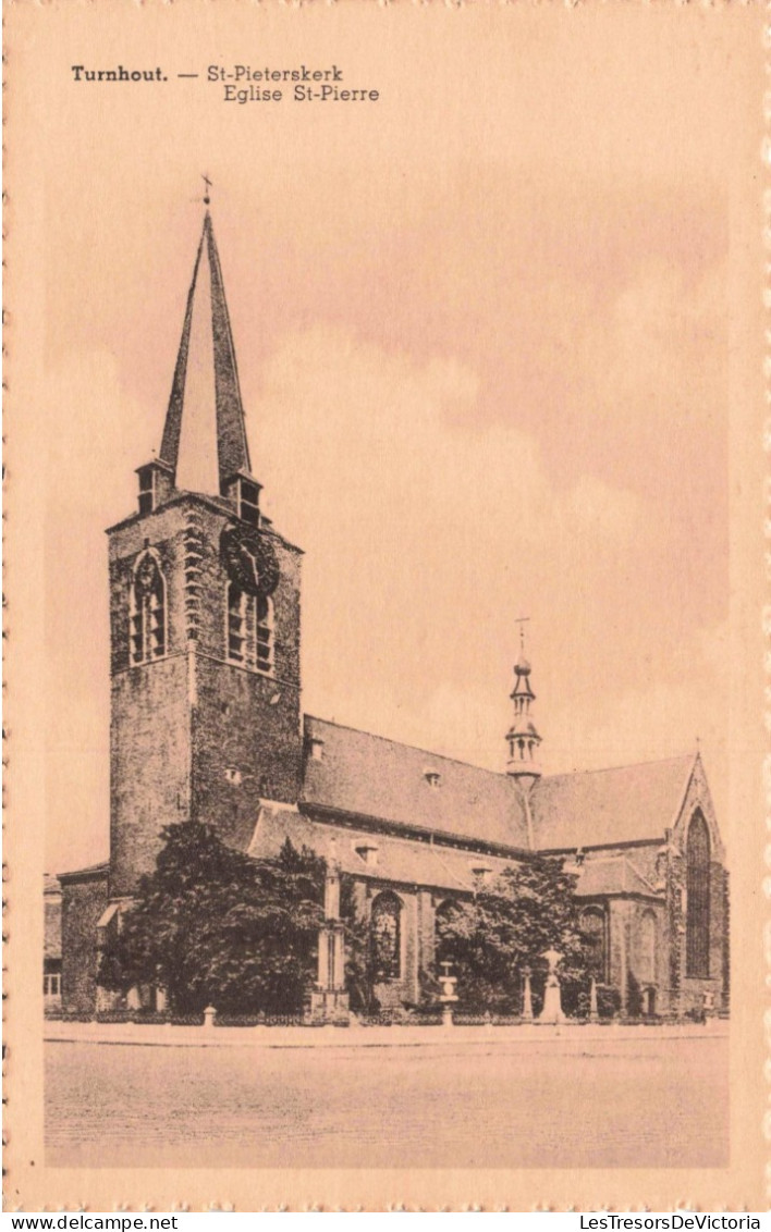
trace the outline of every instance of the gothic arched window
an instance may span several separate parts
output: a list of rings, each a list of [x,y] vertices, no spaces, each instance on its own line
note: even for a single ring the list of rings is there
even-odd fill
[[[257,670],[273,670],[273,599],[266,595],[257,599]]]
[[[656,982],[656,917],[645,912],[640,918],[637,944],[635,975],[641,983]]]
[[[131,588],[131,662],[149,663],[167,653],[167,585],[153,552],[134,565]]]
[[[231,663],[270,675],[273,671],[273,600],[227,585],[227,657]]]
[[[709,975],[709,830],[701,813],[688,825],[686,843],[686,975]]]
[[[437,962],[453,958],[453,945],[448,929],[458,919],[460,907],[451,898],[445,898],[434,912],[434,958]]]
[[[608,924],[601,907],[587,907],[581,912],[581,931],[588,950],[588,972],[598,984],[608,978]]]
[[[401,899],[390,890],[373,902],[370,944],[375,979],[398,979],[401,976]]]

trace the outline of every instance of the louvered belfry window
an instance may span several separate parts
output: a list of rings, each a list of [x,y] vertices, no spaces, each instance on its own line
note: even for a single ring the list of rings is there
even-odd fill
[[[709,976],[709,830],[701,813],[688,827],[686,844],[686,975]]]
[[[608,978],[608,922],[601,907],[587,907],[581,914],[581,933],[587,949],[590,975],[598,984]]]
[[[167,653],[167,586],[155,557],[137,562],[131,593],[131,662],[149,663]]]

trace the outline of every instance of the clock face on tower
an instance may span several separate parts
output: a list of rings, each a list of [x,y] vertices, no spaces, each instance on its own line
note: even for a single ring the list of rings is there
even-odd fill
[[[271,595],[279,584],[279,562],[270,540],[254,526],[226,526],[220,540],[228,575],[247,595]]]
☆ ☆ ☆ ☆ ☆
Rewrite all of the items with "outline" changed to "boundary" wherever it occurs and everything else unchanged. Omit the pictures.

trace the boundary of every instance of the gothic arched window
an instance may span several separate parts
output: a list of rings, each a list of [x,y] vertices, no spaces, each instance on its own line
note: even for a single ring the list of rings is there
even-odd fill
[[[257,670],[273,670],[273,599],[266,595],[257,599]]]
[[[656,982],[656,917],[645,912],[640,918],[637,944],[635,975],[641,983]]]
[[[131,588],[131,662],[149,663],[167,653],[167,585],[153,552],[134,565]]]
[[[231,663],[270,675],[273,671],[273,600],[227,585],[227,657]]]
[[[709,975],[709,830],[701,813],[688,825],[686,843],[686,975]]]
[[[437,962],[453,958],[453,945],[448,929],[458,919],[460,907],[451,898],[445,898],[434,912],[434,958]]]
[[[608,924],[601,907],[587,907],[581,912],[581,931],[588,950],[588,972],[598,984],[608,978]]]
[[[401,899],[390,890],[373,902],[370,944],[375,979],[398,979],[401,976]]]

trace the boundary of every instance of the louvered belfry window
an instance may span several separate parts
output: a list of rings, each a list of [x,y] vertices, no spaces, each instance on its own line
note: even for a single ring the list of rings is there
even-odd fill
[[[709,976],[709,830],[701,813],[688,827],[686,844],[686,975]]]
[[[608,978],[608,922],[601,907],[587,907],[581,914],[581,933],[587,949],[590,975],[598,984]]]
[[[167,653],[167,586],[155,557],[137,562],[131,593],[131,662],[149,663]]]

trace the boundary of every instance of the clock face on tower
an instance may span several separate parts
output: a list of rings, each a list of [x,y] vertices, no spaces, each instance on its own line
note: even for a single ring the list of rings is there
even-odd fill
[[[271,595],[279,584],[279,562],[270,540],[254,526],[226,526],[220,540],[228,575],[247,595]]]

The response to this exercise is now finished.